- What the task asks
Within the data, how many lines hold the word "scaly"? Answer with nothing but the number.

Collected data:
:::::

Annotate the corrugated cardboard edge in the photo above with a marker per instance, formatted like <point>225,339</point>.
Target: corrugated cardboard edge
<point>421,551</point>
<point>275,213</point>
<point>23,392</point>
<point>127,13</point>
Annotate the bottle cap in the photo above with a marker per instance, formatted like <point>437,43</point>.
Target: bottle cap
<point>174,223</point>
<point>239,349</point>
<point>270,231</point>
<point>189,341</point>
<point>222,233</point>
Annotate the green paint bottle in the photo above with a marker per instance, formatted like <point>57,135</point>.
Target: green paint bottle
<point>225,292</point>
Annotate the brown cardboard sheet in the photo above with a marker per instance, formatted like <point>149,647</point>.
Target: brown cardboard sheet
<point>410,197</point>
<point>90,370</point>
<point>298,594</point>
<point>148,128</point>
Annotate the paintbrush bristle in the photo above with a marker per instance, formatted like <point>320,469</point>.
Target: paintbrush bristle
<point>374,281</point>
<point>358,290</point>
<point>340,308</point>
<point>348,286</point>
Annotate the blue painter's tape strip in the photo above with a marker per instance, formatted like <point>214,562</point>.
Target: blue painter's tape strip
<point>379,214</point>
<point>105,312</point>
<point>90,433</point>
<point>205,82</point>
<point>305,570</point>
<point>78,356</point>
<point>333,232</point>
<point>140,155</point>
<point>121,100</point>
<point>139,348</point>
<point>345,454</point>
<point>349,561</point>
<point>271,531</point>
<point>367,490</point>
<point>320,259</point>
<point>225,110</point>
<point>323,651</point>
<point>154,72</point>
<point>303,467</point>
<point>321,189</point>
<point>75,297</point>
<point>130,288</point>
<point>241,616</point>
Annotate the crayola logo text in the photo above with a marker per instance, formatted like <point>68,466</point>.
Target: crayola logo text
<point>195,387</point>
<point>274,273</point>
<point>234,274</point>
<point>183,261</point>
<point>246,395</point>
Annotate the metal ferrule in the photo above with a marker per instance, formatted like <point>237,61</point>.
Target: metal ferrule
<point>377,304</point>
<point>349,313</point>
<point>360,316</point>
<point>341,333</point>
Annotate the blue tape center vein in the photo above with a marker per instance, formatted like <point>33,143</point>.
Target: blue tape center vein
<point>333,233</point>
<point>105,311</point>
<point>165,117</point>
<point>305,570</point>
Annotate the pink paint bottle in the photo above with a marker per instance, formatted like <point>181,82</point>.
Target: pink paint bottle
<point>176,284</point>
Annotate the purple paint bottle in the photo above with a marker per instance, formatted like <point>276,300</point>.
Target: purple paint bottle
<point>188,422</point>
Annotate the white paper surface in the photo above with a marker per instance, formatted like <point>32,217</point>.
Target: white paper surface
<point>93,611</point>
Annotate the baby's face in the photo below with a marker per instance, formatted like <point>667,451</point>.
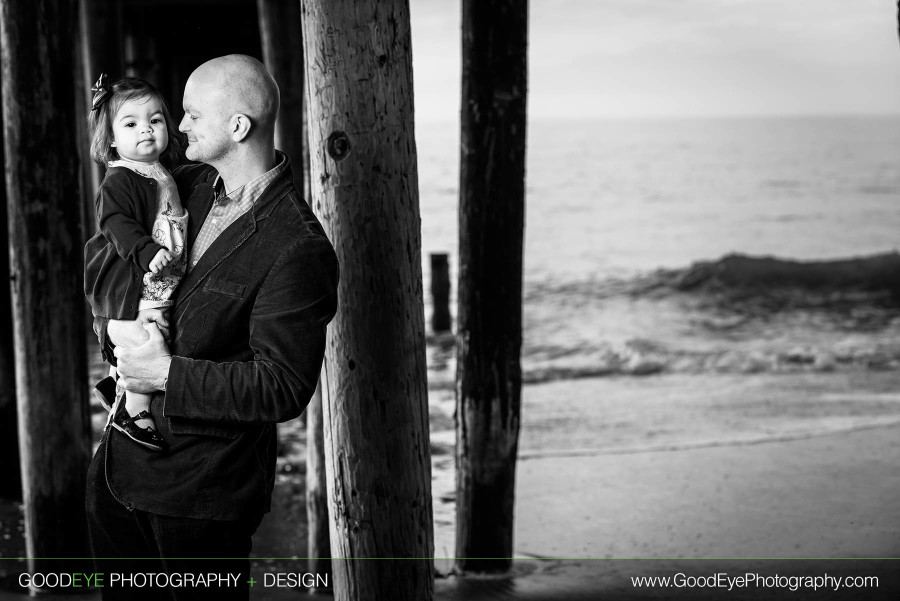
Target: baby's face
<point>139,130</point>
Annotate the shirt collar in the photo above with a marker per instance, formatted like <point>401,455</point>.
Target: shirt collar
<point>247,194</point>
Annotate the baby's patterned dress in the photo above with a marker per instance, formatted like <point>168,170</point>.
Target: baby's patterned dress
<point>169,230</point>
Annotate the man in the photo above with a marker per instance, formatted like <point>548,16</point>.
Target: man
<point>247,341</point>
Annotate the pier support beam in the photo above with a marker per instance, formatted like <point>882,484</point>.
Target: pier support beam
<point>365,190</point>
<point>489,317</point>
<point>38,45</point>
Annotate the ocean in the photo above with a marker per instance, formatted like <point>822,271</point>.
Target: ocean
<point>622,216</point>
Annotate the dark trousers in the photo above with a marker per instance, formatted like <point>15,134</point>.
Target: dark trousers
<point>135,543</point>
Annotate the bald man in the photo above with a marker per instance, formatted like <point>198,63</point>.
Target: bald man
<point>247,336</point>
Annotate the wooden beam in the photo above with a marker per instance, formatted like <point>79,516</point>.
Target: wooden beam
<point>489,317</point>
<point>319,541</point>
<point>10,476</point>
<point>364,187</point>
<point>42,186</point>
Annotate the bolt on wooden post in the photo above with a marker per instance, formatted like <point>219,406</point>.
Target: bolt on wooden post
<point>365,190</point>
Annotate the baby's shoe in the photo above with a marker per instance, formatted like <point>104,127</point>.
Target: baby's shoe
<point>124,423</point>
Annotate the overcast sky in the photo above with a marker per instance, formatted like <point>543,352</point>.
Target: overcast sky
<point>611,58</point>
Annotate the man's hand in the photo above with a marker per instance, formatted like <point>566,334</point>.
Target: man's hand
<point>157,316</point>
<point>162,258</point>
<point>146,367</point>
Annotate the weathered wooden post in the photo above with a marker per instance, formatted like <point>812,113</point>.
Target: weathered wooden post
<point>10,476</point>
<point>319,542</point>
<point>489,318</point>
<point>359,76</point>
<point>440,293</point>
<point>42,187</point>
<point>102,43</point>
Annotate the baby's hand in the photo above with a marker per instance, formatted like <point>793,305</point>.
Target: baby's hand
<point>162,258</point>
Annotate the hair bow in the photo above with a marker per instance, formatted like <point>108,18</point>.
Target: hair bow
<point>101,92</point>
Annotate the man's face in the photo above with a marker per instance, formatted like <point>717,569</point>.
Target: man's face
<point>205,122</point>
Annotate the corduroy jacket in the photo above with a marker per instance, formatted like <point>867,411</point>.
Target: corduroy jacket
<point>247,339</point>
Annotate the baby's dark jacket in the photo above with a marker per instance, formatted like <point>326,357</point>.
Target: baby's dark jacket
<point>119,254</point>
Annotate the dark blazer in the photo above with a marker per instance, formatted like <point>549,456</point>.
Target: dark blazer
<point>119,254</point>
<point>248,339</point>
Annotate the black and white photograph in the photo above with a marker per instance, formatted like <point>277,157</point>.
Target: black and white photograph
<point>450,300</point>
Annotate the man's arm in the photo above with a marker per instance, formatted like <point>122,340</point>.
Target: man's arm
<point>287,336</point>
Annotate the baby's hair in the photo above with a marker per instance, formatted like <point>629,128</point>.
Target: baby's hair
<point>100,122</point>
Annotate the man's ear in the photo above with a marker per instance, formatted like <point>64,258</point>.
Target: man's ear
<point>240,126</point>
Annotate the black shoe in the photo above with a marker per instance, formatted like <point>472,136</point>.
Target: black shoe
<point>105,392</point>
<point>148,437</point>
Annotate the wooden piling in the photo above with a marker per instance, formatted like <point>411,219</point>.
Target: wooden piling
<point>359,75</point>
<point>440,293</point>
<point>319,539</point>
<point>10,477</point>
<point>38,45</point>
<point>489,317</point>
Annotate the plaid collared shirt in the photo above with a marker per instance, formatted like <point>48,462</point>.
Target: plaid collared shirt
<point>227,209</point>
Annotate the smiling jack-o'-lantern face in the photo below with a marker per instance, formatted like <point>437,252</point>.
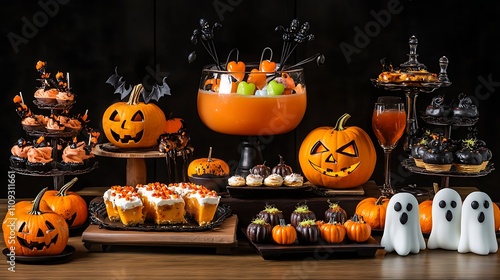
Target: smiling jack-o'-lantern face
<point>339,157</point>
<point>35,232</point>
<point>133,125</point>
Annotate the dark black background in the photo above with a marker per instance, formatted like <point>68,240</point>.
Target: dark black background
<point>90,38</point>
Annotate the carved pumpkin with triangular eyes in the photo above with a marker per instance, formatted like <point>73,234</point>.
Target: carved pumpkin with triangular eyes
<point>34,232</point>
<point>337,157</point>
<point>133,124</point>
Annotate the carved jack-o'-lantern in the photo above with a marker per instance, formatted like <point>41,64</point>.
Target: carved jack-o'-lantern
<point>133,124</point>
<point>337,157</point>
<point>32,232</point>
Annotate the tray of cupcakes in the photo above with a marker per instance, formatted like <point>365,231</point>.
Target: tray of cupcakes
<point>157,207</point>
<point>300,235</point>
<point>264,181</point>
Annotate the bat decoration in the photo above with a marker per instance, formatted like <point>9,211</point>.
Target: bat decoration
<point>123,89</point>
<point>205,35</point>
<point>119,84</point>
<point>293,35</point>
<point>156,92</point>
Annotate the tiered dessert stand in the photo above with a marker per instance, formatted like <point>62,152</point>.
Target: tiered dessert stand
<point>57,174</point>
<point>412,90</point>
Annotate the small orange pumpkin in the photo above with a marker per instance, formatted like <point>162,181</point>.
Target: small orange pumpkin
<point>174,125</point>
<point>337,157</point>
<point>208,167</point>
<point>425,215</point>
<point>333,232</point>
<point>133,124</point>
<point>32,232</point>
<point>373,211</point>
<point>425,211</point>
<point>357,229</point>
<point>496,215</point>
<point>70,205</point>
<point>284,234</point>
<point>334,210</point>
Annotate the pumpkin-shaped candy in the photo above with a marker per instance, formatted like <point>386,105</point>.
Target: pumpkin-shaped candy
<point>301,213</point>
<point>307,232</point>
<point>261,169</point>
<point>259,231</point>
<point>208,167</point>
<point>425,215</point>
<point>373,211</point>
<point>133,124</point>
<point>35,232</point>
<point>282,169</point>
<point>337,157</point>
<point>333,232</point>
<point>271,215</point>
<point>335,211</point>
<point>284,234</point>
<point>70,205</point>
<point>357,229</point>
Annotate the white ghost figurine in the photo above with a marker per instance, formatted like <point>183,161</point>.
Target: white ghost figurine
<point>402,232</point>
<point>446,218</point>
<point>478,225</point>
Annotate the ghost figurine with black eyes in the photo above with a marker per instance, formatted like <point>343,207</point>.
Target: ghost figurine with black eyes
<point>477,225</point>
<point>446,218</point>
<point>402,232</point>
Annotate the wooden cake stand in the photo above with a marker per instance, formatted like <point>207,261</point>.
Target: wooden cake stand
<point>136,160</point>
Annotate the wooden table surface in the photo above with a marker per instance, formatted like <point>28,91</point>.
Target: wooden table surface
<point>136,262</point>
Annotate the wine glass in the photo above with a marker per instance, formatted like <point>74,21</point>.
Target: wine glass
<point>251,115</point>
<point>388,123</point>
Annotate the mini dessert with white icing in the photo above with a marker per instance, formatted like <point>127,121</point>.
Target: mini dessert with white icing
<point>19,153</point>
<point>273,180</point>
<point>236,181</point>
<point>293,180</point>
<point>40,156</point>
<point>254,180</point>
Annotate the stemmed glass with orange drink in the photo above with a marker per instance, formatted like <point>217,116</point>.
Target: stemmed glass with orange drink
<point>388,123</point>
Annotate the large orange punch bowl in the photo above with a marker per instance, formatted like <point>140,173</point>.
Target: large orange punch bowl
<point>227,107</point>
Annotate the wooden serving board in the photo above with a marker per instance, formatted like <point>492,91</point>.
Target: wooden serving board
<point>222,238</point>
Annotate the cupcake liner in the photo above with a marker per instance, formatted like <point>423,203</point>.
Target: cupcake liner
<point>468,168</point>
<point>438,167</point>
<point>38,166</point>
<point>17,162</point>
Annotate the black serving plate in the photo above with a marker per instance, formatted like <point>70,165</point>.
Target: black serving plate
<point>60,258</point>
<point>319,250</point>
<point>54,172</point>
<point>269,192</point>
<point>99,216</point>
<point>409,164</point>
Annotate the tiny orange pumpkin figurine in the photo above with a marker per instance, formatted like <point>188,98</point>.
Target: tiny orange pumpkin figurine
<point>70,205</point>
<point>284,234</point>
<point>373,211</point>
<point>35,232</point>
<point>357,229</point>
<point>208,167</point>
<point>425,212</point>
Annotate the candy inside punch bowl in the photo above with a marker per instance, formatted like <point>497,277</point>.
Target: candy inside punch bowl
<point>253,99</point>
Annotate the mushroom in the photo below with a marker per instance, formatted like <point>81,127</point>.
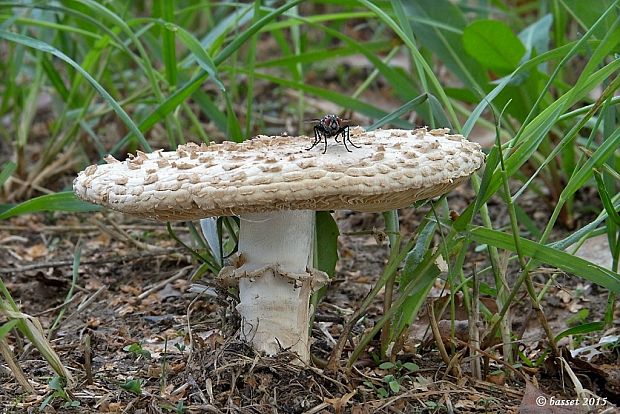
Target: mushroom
<point>274,185</point>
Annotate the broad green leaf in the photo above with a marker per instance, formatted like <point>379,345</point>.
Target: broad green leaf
<point>536,36</point>
<point>545,254</point>
<point>493,44</point>
<point>65,201</point>
<point>439,25</point>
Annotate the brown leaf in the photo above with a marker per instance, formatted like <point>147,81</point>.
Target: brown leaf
<point>535,402</point>
<point>339,404</point>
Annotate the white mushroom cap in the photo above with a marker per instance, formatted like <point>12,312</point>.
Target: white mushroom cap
<point>392,169</point>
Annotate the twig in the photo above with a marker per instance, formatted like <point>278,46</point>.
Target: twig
<point>87,360</point>
<point>163,283</point>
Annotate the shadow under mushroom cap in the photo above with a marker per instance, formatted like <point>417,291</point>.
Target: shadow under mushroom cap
<point>392,169</point>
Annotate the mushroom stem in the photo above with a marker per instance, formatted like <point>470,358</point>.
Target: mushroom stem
<point>275,284</point>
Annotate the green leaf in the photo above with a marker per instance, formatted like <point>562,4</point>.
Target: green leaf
<point>181,94</point>
<point>7,170</point>
<point>133,386</point>
<point>493,44</point>
<point>598,158</point>
<point>588,12</point>
<point>6,327</point>
<point>406,108</point>
<point>545,254</point>
<point>387,365</point>
<point>605,198</point>
<point>583,329</point>
<point>47,48</point>
<point>327,234</point>
<point>394,386</point>
<point>439,25</point>
<point>65,201</point>
<point>411,367</point>
<point>535,37</point>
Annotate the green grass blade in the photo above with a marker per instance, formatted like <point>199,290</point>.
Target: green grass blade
<point>583,329</point>
<point>7,170</point>
<point>65,201</point>
<point>545,254</point>
<point>47,48</point>
<point>406,108</point>
<point>598,158</point>
<point>6,327</point>
<point>194,84</point>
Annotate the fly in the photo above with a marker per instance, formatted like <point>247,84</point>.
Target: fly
<point>331,126</point>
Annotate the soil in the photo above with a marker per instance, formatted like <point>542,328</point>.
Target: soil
<point>135,344</point>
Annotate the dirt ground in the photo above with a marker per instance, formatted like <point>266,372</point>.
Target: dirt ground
<point>138,338</point>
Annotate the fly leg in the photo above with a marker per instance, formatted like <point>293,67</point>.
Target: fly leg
<point>348,138</point>
<point>317,138</point>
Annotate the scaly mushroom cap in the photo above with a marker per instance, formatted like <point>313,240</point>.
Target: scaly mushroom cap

:::::

- Reply to the exercise
2